→ What the exercise asks: Scan the entries that follow for the word "pickup", then report every line in which it appears.

** Task data follows **

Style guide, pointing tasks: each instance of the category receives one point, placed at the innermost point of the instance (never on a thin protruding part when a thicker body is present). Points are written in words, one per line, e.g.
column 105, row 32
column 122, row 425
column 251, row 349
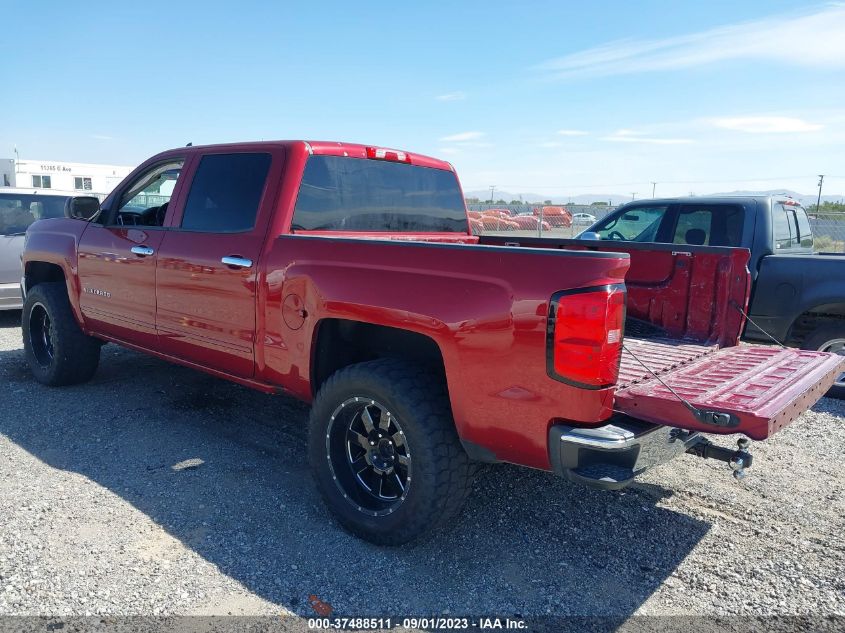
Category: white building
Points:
column 53, row 174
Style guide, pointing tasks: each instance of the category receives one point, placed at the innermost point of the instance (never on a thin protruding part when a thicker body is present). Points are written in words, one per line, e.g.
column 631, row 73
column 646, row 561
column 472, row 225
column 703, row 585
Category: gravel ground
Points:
column 158, row 490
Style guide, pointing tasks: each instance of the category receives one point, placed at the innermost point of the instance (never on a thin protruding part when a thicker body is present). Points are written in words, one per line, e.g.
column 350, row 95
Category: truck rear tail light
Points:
column 380, row 153
column 584, row 338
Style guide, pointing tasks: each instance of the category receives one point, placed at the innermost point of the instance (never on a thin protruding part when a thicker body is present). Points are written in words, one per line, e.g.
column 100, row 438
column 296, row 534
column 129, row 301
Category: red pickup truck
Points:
column 346, row 275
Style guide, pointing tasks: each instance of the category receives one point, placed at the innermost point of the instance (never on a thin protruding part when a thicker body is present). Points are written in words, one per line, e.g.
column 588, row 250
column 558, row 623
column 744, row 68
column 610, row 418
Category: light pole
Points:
column 819, row 200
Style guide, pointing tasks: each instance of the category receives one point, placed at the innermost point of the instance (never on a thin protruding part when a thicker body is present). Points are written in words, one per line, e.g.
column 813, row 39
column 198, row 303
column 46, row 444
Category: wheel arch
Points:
column 339, row 343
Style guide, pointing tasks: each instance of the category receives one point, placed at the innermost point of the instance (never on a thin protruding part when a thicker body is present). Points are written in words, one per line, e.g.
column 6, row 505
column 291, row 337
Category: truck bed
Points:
column 685, row 306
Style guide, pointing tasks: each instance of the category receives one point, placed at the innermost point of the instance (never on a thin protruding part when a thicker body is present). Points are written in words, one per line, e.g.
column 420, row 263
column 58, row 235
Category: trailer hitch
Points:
column 738, row 460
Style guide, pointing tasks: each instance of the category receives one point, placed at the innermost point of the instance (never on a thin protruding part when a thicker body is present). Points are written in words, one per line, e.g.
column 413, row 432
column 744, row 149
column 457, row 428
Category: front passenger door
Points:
column 208, row 265
column 117, row 255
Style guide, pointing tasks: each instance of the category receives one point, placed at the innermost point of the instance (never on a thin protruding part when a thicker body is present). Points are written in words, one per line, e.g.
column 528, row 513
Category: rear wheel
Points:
column 829, row 339
column 56, row 349
column 384, row 451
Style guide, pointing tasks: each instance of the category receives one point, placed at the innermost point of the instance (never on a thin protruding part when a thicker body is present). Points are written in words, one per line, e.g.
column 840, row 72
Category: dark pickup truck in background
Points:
column 797, row 296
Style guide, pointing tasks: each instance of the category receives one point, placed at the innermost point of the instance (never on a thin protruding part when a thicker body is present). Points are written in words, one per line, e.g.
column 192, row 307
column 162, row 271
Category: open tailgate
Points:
column 763, row 389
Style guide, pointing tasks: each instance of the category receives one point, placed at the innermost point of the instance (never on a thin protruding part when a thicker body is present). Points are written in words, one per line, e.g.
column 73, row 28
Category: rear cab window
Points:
column 226, row 192
column 792, row 216
column 340, row 193
column 709, row 225
column 640, row 224
column 786, row 230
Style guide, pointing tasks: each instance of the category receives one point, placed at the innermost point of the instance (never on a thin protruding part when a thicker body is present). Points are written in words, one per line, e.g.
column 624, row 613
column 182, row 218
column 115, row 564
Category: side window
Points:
column 713, row 225
column 782, row 227
column 694, row 226
column 226, row 192
column 145, row 201
column 805, row 232
column 639, row 224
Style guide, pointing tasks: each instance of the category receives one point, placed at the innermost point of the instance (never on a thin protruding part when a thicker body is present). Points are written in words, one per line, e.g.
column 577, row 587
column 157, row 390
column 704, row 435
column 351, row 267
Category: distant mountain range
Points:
column 616, row 199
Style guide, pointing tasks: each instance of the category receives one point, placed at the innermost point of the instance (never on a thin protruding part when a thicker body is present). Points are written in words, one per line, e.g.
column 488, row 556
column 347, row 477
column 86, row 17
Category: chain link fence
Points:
column 828, row 232
column 522, row 220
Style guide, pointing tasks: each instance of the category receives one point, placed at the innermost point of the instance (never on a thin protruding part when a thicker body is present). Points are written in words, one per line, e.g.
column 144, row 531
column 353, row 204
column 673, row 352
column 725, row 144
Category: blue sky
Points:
column 558, row 98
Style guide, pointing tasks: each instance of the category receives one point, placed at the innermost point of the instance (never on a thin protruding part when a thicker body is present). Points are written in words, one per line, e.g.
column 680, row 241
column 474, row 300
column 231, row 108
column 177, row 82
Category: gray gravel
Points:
column 159, row 490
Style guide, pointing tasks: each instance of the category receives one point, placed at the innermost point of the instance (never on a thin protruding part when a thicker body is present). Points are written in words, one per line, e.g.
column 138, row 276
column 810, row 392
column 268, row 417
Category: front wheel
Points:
column 384, row 451
column 57, row 350
column 829, row 339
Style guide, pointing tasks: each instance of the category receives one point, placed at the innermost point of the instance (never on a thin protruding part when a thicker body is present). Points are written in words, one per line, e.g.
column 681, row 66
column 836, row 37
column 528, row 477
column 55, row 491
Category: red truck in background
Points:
column 346, row 275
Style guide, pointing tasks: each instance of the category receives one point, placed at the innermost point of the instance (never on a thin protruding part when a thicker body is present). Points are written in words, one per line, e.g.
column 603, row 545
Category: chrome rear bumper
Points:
column 611, row 456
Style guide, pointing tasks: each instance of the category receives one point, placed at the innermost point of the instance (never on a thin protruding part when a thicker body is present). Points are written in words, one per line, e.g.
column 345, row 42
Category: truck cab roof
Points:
column 326, row 148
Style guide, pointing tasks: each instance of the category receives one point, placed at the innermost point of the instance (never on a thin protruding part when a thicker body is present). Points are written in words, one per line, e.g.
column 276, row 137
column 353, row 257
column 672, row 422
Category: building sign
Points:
column 61, row 168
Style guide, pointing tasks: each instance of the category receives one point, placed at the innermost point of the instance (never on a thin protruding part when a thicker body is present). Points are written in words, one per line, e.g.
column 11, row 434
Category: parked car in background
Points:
column 797, row 295
column 583, row 218
column 19, row 208
column 557, row 217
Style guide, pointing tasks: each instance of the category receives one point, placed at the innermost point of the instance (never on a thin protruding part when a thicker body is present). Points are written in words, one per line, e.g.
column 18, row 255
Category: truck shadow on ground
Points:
column 526, row 542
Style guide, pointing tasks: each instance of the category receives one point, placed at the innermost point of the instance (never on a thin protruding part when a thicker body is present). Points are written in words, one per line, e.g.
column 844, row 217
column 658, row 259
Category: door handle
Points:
column 233, row 261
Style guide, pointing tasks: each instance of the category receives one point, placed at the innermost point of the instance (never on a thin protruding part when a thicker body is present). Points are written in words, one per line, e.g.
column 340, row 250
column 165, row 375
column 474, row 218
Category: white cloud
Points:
column 462, row 137
column 572, row 132
column 452, row 96
column 765, row 124
column 630, row 136
column 809, row 39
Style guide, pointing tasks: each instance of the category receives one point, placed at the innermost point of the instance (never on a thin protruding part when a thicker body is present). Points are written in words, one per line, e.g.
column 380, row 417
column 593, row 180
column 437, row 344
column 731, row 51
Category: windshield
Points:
column 636, row 225
column 19, row 210
column 353, row 194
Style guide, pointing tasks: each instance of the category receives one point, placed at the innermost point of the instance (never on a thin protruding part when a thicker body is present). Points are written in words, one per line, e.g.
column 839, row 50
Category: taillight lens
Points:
column 585, row 336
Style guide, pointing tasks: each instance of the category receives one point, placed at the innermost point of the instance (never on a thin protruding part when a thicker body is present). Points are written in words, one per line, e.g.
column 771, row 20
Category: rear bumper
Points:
column 10, row 296
column 610, row 456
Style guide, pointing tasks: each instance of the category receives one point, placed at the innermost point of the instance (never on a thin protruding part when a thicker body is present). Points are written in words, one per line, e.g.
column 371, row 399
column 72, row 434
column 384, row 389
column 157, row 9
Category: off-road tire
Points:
column 819, row 340
column 442, row 471
column 74, row 357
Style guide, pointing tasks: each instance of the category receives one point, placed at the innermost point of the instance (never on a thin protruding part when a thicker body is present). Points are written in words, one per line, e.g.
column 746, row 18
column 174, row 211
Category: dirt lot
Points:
column 101, row 513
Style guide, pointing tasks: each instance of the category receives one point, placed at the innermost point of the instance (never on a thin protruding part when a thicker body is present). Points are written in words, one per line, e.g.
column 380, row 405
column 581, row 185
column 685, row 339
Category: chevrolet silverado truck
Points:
column 346, row 276
column 797, row 296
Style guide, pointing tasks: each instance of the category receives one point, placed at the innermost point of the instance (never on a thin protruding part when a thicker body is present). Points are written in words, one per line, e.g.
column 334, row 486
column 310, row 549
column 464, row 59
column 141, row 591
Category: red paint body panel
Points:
column 106, row 265
column 482, row 301
column 765, row 387
column 486, row 309
column 690, row 292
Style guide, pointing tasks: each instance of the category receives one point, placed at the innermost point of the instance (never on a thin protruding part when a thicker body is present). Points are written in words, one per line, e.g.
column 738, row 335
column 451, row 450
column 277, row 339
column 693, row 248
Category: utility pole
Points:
column 819, row 201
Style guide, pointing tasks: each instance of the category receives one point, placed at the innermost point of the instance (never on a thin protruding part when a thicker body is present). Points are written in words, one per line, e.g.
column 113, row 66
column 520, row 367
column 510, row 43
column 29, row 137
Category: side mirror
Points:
column 82, row 207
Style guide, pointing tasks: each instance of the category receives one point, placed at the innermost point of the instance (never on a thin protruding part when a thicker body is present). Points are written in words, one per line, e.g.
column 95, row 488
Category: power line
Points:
column 667, row 182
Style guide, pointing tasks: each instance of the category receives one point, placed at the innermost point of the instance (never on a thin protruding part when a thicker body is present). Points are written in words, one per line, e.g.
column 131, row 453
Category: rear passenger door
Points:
column 208, row 263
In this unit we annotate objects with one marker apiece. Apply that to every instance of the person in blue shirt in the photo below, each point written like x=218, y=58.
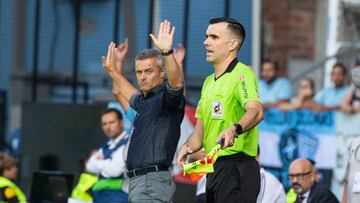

** End of Task data **

→ Answer below:
Category: red pickup truck
Category: dark pickup truck in background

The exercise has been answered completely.